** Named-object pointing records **

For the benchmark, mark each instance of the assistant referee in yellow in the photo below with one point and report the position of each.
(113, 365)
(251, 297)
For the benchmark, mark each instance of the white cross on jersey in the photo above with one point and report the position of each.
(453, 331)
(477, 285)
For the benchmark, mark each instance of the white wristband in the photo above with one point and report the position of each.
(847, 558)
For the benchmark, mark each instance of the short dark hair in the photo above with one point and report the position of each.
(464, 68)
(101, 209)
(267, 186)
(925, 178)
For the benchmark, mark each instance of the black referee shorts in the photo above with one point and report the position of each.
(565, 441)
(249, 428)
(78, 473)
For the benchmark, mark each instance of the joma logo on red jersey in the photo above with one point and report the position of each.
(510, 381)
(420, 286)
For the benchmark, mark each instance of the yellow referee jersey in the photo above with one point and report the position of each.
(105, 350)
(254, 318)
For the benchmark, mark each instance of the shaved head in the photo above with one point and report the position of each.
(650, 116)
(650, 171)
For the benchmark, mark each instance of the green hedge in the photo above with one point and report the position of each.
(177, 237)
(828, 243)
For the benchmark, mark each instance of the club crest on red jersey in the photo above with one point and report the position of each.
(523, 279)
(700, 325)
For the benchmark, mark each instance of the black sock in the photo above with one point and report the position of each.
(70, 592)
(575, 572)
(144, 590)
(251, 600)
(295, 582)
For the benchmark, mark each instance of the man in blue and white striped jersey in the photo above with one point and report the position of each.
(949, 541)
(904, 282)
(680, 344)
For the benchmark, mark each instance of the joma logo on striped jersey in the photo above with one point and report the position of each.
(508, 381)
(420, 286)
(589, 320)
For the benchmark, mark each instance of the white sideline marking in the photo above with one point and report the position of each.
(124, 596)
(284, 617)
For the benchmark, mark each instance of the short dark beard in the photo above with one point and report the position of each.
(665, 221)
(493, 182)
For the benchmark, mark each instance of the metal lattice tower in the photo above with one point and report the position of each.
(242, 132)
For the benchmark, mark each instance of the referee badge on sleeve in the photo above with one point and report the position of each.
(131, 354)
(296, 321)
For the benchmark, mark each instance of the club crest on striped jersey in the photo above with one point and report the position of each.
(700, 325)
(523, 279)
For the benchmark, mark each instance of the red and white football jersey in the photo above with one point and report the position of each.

** AIM OF THE TASK **
Recopy the entries above exactly, with every line included.

** EXERCISE RESPONSE **
For the benchmark, mark each instance of the assistant referee in yellow in the photo below with one point and report the position of each.
(113, 365)
(251, 297)
For the benchmark, mark each instance of the white cross on jersey in the photo above with one point and report the position of each.
(453, 331)
(477, 285)
For the benchmark, mark each instance of the white wristband in the photo above with one point and report the position of each.
(847, 558)
For the benchmark, mark each instance of the short dark hair in the photo above with one point and report the position of each.
(464, 68)
(101, 209)
(267, 186)
(925, 178)
For the benchmark, mark each instance of the black referee shorts in the photo above with one point and report the position of each.
(565, 441)
(249, 428)
(78, 473)
For the benchmark, mark each instance of the joma logo on red jersey in the photo above with one point and report the position of each.
(510, 381)
(420, 286)
For the benchmark, mark each instance of the yellow referee jersey in the photo above with one point and report the position of each.
(105, 350)
(254, 318)
For the benchmark, mark each instance of the shaved head in the photo above with one point and report the position of each.
(650, 116)
(650, 171)
For the benchmark, mark each instance of the green hedge in the photo above with one point and report the position of each.
(177, 237)
(828, 243)
For the benchmark, mark each instance of the club crest on red jersey in the photo above with one point and report the position of each.
(523, 279)
(700, 325)
For the benchmark, mark each instance of the black sock in the photo above with one point and report the position of each.
(70, 592)
(575, 572)
(144, 590)
(251, 600)
(295, 582)
For the benchmark, mark each instance of the man in blue and white striped jersey in the photo above with one point and report the position of each.
(949, 541)
(904, 282)
(680, 344)
For the benchmark, mark each instance of the joma logo on striped jersey in the photo above with one point and report the position of each.
(508, 381)
(420, 286)
(589, 320)
For the benchmark, mark each instance of the white sideline marking in the photo above with one point and report the position of each.
(124, 596)
(284, 617)
For the benchmark, mark each instance of the short dark beard in the photo above with one point and report the position of each.
(665, 221)
(493, 182)
For the benchmark, mark each instance of the metal lattice tower in the photo above with one point and report the position of each.
(242, 132)
For the benchmark, mark each instance of the referee badge on sleeve in the photo above with one point and report the position of each.
(131, 354)
(296, 321)
For the benchmark, mark each instance of the club crest on striped jersey in the photo above with one point and report the position of each.
(700, 325)
(523, 279)
For the benchmark, mark each instance of the red and white football jersey in the photo above with one point and report the position of each.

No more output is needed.